* Texte fourni *
□ □ □ □

Crise Anglohone : les forces de sécurité ont tué, violé et pillé les civils selon Human Right Watch
Il urge de protéger les communautés du NOSO, et d’établir les responsabilités dans les crimes commis. De nouvelles exactions ont en effet, selon Human Right Watch, été commises dans les régions anglophones du Cameroun par les séparatistes armés, mais aussi par les forces de sécurité gouvernementales.
Les 8 et 9 juin 2021, des membres des forces de sécurité camerounaises ont tué deux civils, violé une femme âgée de 53 ans, et détruit et pillé au moins 33 bâtiments, des magasins et des logements, y compris la demeure d’un chef traditionnel dans la région du Nord-Ouest.
« Les forces de sécurité camerounaises ont certes l’obligation de riposter de manière légale aux attaques des groupes séparatistes armés et de protéger les droits des personnes pendant les périodes de violence », a déclaré Ilaria Allegrozzi, chercheuse senior sur l’Afrique centrale à Human Rights Watch. « Mais une fois de plus, nous apprenons qu’elles ont répondu à la menace posée par les groupes séparatistes en commettant des attaques contre des civils et des violations des droits humains. »
Des victimes et témoins ont déclaré qu’aux toutes premières heures du 9 juin, environ 150 membres des forces de sécurité, de l’armée régulière et du Bataillon d’Intervention Rapide (BIR), ont mené une opération dans et autour du village de Mbuluf, dans la région du Nord-Ouest. Alors que ces forces s’approchaient du village à pied, les habitants terrifiés se sont enfuis dans la brousse voisine.
Entre les 12 et 23 juin, Human Rights Watch a mené des entretiens téléphoniques avec 10 victimes et témoins de violations des droits humains par les forces de sécurité ainsi qu’avec 18 proches de victimes, journalistes et activistes de la société civile. Human Rights Watch s’est également entretenu avec un membre de la famille de l’enseignant tué par des combattants séparatistes. Human Rights Watch a corroboré les récits de victimes et de témoins à l’aide de photographies fournies par ces personnes.
Human Rights Watch s’est entretenu avec deux résidents de Mbuluf, qui ont déclaré que les forces de sécurité ont arrêté le groupe de six personnes dont ils faisaient partie : un mari et son épouse, leurs deux enfants, un autre homme et une autre femme, à proximité du village.

□ □ □ □

* Lignes de données *
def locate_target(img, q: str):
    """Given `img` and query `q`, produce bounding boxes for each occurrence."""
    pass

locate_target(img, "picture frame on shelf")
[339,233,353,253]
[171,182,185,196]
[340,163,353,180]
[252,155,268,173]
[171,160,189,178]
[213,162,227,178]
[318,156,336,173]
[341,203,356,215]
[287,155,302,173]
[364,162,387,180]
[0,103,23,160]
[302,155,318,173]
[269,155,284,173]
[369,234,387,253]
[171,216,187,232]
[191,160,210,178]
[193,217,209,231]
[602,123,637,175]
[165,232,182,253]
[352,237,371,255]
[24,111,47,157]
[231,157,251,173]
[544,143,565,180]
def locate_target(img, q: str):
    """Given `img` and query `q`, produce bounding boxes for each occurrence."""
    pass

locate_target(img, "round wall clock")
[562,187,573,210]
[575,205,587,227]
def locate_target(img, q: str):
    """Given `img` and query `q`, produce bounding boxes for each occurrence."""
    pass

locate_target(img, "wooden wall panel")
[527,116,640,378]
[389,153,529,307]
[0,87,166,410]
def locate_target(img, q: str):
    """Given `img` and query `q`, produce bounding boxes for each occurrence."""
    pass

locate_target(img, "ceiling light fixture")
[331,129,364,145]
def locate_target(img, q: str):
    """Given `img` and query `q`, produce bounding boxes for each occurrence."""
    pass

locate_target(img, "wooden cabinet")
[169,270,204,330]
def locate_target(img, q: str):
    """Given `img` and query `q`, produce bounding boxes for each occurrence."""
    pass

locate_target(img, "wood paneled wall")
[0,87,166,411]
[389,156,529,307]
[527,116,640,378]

□ □ □ □

* Consigne 1 *
D'après le texte sur les exactions au Cameroun, combien de membres des forces de sécurité ont mené l'opération autour de Mbuluf le 9 juin ?
* Consigne 2 *
Rédigez la suite du texte sur les exactions au Cameroun, en reprenant juste après sa dernière phrase.
Les lignes constituent un matériau distinct du texte.

* Réponse 1 *
Environ 150 membres des forces de sécurité, de l'armée régulière et du Bataillon d'Intervention Rapide (BIR).

* Réponse 2 *
L’épouse a déclaré que des soldats avaient arrêté le groupe vers 1 ou 2 heures du matin, lors de sa fuite. Les militaires leur ont demandé où se trouvaient les combattants séparatistes. « Nous avons répondu que nous n’en savions rien », a-t-elle indiqué. « Ils ont dit que mon mari avait une arme à feu. Nous avons assuré que nous n’avions pas d’arme. Ils ont dit qu’ils allaient nous tuer, puis l’un d’eux m’a violée. » L’épouse et un autre membre du groupe ont déclaré que d’autres soldats ont menacé et roué de coups les deux hommes, avant de forcer les six personnes à marcher pendant environ deux heures jusqu’au village de Ndzeen.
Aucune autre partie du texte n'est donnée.